KoranAceh.Net | Banda Aceh – Gerakan Pemuda Iskandar Muda (GePIM) Aceh menyerukan desakan keras kepada Pemerintah Indonesia untuk segera menetapkan status darurat bencana nasional bagi Aceh, Sumatra Utara, dan Sumatra Barat, menyusul lumpuhnya penanganan bencana banjir yang telah memasuki hari kesembilan.
Ketua GePIM Aceh, Zulhadi, menilai pemerintah daerah tidak lagi mampu menanggulangi dampak bencana yang merusak hampir semua sektor kehidupan masyarakat. Ia menegaskan bahwa kondisi di lapangan kini telah memasuki fase yang disebutnya sebagai “kedaruratan kemanusiaan.”
“Kita butuh bantuan dari Pemerintah Pusat. Situasi sudah benar-benar emergency. Kita juga meminta negara-negara sahabat dan NGO internasional untuk membantu karena saat ini Aceh sedang berada dalam krisis kemanusiaan,” kata Zulhadi, Jumat, 5 Desember 2025.
Ancaman Boikot dan Seruan Mosi Tidak Percaya
Zulhadi menyatakan, jika pemerintah pusat tidak menetapkan status bencana nasional, maka GePIM bersama elemen masyarakat akan menyerukan boikot terhadap partai-partai nasional (Parnas) di Aceh dan aksi mosi tidak percaya kepada Presiden.
Ia menilai pemerintah pusat lamban dan tidak menunjukkan respon signifikan terhadap bencana besar yang melanda Sumatra.
“Sampai hari kesembilan belum ada keputusan apa-apa dari pemerintah pusat. Ribuan warga Aceh belum tersentuh bantuan,” ujarnya.
************
-- TUGAS ANDA --
Tuliskan ulang bagian berita tentang desakan GePIM Aceh dari "Ancaman Boikot dan" sampai "yang melanda Sumatra." tanpa mengubah satu kata pun. Catatan ini diambil dari sumber yang berbeda.

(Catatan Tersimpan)
************
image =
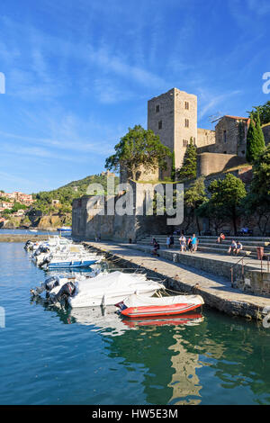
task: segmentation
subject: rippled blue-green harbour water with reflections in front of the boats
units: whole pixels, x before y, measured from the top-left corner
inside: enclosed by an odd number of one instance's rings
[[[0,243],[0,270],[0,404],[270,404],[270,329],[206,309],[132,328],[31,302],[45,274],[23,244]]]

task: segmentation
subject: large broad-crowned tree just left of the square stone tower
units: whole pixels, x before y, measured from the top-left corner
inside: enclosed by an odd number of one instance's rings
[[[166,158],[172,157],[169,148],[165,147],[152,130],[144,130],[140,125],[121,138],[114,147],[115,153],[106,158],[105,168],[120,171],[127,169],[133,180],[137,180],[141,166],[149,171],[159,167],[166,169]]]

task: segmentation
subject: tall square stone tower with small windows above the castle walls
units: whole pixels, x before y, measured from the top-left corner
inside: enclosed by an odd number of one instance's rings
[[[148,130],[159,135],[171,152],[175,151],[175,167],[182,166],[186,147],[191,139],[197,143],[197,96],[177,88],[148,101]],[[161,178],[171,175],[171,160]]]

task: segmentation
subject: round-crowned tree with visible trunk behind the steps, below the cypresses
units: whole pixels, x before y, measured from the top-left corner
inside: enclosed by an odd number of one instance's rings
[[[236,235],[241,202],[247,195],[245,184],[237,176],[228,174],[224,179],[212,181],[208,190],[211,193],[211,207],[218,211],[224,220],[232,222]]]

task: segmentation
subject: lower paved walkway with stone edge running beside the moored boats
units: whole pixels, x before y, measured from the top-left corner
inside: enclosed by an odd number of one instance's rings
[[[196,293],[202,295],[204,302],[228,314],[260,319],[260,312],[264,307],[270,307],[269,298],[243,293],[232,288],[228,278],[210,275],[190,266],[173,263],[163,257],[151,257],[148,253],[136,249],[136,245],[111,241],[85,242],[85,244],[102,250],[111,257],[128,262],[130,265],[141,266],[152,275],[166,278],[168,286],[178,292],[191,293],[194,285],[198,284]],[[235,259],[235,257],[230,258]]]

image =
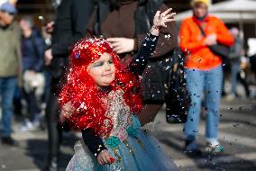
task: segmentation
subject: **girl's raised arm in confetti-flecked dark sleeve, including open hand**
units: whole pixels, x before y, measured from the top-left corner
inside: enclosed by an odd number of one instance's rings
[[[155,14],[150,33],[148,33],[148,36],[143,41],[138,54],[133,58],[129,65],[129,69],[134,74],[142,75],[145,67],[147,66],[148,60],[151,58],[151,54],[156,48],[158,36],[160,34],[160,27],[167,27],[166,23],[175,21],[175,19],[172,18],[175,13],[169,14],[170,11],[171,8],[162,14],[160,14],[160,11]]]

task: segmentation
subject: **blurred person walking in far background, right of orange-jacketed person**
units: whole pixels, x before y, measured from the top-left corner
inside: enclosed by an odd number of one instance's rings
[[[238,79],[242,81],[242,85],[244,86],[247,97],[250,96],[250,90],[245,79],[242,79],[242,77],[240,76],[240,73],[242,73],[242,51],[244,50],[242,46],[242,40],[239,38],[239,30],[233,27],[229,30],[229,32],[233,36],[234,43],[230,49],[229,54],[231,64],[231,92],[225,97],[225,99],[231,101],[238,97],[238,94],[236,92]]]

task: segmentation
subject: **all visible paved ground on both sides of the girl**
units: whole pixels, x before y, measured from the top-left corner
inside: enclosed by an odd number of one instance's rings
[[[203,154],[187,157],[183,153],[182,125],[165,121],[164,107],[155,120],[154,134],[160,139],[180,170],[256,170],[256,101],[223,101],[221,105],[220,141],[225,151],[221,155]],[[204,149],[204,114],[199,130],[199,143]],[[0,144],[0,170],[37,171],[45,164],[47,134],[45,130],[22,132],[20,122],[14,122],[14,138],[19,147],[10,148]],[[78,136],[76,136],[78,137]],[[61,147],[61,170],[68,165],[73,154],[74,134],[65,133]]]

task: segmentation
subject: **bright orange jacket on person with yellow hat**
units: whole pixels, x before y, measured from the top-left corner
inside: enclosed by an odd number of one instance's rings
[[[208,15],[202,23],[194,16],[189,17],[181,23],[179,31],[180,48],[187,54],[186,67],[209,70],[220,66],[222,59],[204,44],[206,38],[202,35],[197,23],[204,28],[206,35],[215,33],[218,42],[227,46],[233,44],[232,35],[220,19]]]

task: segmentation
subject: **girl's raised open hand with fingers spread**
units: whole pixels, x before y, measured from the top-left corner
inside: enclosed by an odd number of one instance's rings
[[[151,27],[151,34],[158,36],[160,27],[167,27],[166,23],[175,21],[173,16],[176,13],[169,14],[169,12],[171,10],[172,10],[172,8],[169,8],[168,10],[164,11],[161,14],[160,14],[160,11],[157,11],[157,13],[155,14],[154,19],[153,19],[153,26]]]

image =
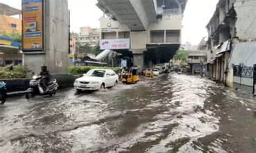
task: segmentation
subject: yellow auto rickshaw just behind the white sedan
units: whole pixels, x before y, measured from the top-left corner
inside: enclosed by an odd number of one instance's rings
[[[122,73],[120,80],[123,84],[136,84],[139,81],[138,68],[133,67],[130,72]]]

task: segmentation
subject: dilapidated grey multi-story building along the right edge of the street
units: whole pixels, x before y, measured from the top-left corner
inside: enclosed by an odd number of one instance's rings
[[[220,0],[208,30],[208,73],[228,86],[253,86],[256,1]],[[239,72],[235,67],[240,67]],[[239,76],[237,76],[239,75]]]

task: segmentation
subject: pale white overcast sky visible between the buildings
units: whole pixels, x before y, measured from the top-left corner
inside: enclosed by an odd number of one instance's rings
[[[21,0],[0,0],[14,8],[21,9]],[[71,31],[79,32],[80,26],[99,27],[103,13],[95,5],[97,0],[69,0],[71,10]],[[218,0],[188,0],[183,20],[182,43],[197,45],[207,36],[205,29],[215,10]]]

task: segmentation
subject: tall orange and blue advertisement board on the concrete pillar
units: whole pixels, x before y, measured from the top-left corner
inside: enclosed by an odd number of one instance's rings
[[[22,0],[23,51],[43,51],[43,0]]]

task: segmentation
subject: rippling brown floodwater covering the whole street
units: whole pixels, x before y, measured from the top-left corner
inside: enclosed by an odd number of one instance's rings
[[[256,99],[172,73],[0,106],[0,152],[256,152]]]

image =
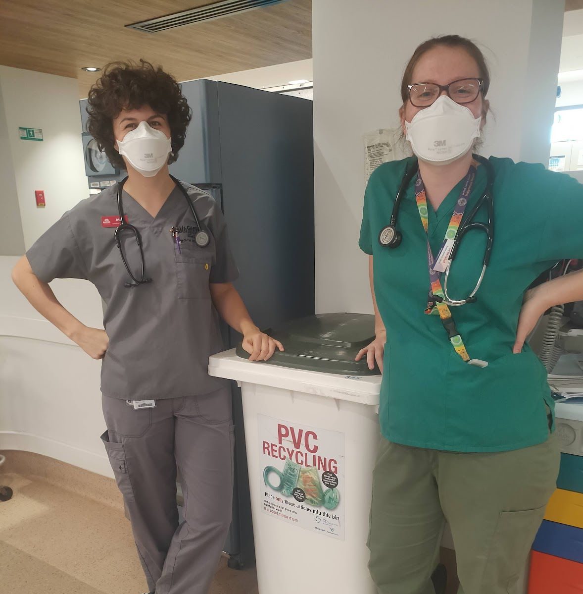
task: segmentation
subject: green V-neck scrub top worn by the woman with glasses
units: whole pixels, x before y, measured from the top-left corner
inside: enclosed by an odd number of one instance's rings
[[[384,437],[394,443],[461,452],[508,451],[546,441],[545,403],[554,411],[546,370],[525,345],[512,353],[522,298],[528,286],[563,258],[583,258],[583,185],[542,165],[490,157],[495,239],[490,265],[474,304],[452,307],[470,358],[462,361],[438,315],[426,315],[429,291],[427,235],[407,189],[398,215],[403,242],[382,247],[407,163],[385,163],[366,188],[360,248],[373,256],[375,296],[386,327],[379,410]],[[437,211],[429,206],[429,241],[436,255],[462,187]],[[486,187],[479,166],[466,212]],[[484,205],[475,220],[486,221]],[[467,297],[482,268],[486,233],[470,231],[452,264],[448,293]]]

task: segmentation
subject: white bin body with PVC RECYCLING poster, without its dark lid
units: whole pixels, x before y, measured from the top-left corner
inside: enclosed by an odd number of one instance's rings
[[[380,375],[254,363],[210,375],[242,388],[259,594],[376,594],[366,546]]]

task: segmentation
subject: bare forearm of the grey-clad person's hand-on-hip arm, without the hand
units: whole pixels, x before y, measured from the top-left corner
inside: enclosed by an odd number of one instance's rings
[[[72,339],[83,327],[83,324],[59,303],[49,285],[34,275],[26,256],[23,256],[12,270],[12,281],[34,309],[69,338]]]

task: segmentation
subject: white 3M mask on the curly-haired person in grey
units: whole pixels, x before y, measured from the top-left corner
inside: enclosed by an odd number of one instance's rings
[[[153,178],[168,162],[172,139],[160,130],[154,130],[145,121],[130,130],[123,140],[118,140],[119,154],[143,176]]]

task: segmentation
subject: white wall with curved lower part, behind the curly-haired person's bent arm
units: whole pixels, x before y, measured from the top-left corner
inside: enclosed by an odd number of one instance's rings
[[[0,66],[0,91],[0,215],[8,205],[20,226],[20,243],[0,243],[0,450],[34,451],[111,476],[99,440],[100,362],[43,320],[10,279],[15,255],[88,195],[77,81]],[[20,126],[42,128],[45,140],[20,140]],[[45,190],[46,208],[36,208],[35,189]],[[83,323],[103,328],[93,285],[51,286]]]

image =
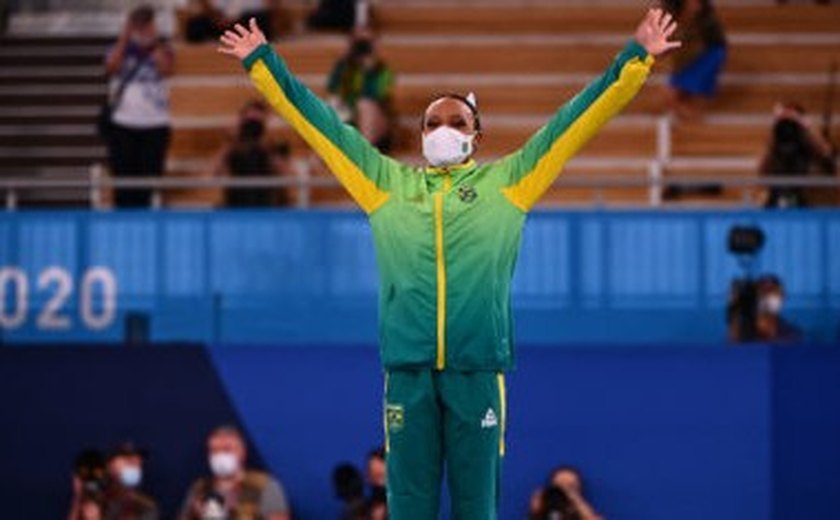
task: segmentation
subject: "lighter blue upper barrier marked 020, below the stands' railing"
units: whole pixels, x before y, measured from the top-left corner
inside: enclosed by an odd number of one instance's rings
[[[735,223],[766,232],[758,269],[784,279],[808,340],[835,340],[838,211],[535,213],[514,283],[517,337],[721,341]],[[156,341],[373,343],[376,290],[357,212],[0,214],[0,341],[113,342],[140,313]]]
************
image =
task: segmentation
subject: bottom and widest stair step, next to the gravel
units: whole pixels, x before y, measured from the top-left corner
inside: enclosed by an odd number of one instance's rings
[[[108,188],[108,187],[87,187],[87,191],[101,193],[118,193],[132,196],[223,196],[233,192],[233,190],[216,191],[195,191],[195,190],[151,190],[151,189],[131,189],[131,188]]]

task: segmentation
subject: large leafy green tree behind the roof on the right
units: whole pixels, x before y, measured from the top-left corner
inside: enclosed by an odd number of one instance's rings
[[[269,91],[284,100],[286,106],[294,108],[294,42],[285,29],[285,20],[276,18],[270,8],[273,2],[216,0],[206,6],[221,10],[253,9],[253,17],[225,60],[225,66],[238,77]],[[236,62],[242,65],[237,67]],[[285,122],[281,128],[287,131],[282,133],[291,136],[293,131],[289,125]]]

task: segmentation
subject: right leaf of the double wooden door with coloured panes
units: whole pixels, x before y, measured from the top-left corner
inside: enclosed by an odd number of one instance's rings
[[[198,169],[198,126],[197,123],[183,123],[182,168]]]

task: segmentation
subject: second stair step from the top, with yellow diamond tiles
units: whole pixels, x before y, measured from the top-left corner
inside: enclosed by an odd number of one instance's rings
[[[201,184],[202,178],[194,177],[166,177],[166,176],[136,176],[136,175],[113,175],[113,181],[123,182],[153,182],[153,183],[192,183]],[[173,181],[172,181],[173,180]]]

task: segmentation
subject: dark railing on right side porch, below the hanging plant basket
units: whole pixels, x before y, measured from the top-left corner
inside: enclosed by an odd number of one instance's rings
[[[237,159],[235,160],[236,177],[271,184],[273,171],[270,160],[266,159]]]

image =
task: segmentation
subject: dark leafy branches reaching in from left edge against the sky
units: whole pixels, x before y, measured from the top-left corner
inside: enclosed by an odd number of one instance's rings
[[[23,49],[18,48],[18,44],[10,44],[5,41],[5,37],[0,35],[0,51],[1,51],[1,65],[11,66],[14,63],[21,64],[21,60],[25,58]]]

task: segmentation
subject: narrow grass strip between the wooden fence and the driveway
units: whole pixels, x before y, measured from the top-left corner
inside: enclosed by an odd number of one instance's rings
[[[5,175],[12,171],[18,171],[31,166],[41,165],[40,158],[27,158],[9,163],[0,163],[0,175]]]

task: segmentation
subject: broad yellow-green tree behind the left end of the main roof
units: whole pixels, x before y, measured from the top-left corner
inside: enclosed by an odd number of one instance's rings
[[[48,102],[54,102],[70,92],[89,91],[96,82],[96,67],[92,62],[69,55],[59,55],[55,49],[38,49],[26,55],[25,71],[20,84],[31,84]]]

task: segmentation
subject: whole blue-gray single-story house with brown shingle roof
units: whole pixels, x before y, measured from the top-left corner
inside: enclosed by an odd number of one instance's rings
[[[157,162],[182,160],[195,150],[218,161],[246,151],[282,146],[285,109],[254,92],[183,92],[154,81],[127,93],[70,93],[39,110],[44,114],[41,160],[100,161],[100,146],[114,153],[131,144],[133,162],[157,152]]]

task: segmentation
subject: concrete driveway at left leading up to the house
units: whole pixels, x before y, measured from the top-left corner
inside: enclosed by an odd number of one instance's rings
************
-- JAWABAN TUGAS --
Ancaman Boikot dan Seruan Mosi Tidak Percaya
Zulhadi menyatakan, jika pemerintah pusat tidak menetapkan status bencana nasional, maka GePIM bersama elemen masyarakat akan menyerukan boikot terhadap partai-partai nasional (Parnas) di Aceh dan aksi mosi tidak percaya kepada Presiden.
Ia menilai pemerintah pusat lamban dan tidak menunjukkan respon signifikan terhadap bencana besar yang melanda Sumatra.